═════ Records shown

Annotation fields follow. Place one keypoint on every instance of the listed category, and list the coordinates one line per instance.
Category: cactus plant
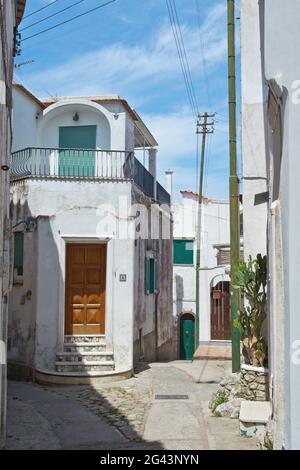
(251, 279)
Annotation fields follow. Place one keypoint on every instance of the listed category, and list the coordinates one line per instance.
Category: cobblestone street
(146, 411)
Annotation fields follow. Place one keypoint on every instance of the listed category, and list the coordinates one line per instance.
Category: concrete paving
(41, 417)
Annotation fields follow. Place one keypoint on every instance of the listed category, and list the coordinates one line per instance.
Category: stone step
(86, 339)
(76, 356)
(84, 347)
(84, 366)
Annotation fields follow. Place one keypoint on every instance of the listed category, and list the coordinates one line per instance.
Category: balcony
(85, 164)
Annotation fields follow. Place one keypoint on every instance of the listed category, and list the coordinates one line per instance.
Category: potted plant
(251, 279)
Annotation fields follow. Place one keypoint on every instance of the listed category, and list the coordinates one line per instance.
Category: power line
(185, 56)
(68, 21)
(173, 16)
(50, 16)
(40, 9)
(202, 54)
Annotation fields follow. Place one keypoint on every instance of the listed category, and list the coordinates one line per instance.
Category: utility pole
(203, 128)
(233, 186)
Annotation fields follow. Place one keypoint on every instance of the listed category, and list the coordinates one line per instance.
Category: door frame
(179, 318)
(67, 315)
(66, 239)
(213, 286)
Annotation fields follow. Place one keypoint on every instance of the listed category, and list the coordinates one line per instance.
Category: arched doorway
(187, 336)
(220, 312)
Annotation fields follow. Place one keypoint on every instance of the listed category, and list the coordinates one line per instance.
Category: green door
(187, 337)
(74, 162)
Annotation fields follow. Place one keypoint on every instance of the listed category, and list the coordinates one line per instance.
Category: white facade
(272, 26)
(215, 231)
(77, 210)
(11, 12)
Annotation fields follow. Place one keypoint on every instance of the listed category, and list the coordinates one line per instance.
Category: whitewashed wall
(62, 216)
(254, 98)
(215, 230)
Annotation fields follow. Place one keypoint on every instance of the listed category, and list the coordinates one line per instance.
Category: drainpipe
(169, 181)
(152, 167)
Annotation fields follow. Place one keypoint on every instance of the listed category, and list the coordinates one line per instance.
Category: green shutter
(147, 276)
(152, 275)
(74, 162)
(183, 252)
(18, 252)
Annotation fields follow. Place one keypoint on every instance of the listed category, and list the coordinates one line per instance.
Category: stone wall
(254, 383)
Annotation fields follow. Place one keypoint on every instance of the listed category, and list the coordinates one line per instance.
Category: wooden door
(220, 312)
(85, 288)
(187, 337)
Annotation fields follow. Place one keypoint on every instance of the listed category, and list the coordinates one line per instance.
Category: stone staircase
(84, 354)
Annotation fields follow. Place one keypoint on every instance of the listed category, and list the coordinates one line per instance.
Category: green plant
(251, 279)
(268, 444)
(220, 397)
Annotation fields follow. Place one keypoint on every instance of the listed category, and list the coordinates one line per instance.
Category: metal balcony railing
(34, 162)
(71, 163)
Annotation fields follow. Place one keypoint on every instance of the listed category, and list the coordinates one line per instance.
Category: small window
(183, 252)
(18, 256)
(150, 276)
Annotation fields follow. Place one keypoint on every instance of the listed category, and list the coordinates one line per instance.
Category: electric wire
(185, 56)
(40, 9)
(68, 21)
(204, 66)
(50, 16)
(178, 38)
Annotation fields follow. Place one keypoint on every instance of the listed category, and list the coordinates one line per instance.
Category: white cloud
(136, 70)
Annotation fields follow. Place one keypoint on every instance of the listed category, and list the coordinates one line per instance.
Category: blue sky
(127, 48)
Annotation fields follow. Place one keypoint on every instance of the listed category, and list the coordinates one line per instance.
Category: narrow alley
(164, 406)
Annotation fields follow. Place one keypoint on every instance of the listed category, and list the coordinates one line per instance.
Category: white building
(11, 12)
(92, 290)
(214, 321)
(271, 144)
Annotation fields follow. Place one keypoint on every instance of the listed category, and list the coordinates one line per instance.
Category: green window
(18, 253)
(150, 276)
(73, 162)
(183, 252)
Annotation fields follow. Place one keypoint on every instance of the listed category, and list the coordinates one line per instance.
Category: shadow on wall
(22, 299)
(36, 269)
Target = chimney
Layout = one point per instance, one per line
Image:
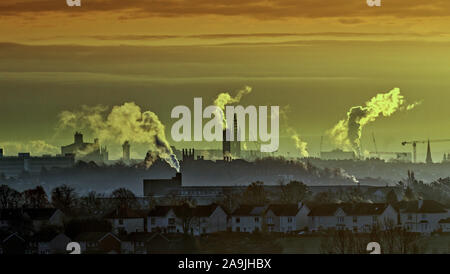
(419, 203)
(78, 138)
(429, 159)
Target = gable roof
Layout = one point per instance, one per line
(428, 206)
(445, 221)
(249, 210)
(93, 236)
(40, 213)
(284, 209)
(125, 213)
(358, 209)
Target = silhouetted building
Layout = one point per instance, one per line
(337, 154)
(126, 151)
(13, 166)
(231, 148)
(86, 151)
(429, 160)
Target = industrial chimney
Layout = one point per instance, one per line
(126, 151)
(429, 159)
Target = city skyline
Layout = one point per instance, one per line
(315, 62)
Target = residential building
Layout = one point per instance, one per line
(361, 217)
(422, 215)
(248, 218)
(126, 220)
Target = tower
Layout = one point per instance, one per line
(429, 160)
(126, 151)
(78, 138)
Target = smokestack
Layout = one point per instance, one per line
(429, 159)
(126, 151)
(78, 138)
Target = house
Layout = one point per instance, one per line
(45, 216)
(13, 244)
(48, 243)
(209, 219)
(135, 243)
(33, 217)
(126, 220)
(445, 225)
(99, 242)
(360, 217)
(286, 218)
(197, 220)
(248, 218)
(421, 216)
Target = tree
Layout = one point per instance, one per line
(409, 194)
(391, 197)
(125, 198)
(9, 198)
(64, 197)
(255, 194)
(35, 198)
(293, 192)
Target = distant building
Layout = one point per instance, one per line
(337, 154)
(86, 151)
(360, 217)
(126, 152)
(13, 166)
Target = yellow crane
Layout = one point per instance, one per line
(414, 144)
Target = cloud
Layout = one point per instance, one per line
(250, 8)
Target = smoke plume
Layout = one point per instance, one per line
(300, 145)
(225, 98)
(126, 122)
(347, 132)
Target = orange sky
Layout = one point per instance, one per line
(173, 22)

══════════

Exercise goal
Which of the lines above include the word "chimney"? List those lines.

Task answer
Target = chimney
Target = industrial chimney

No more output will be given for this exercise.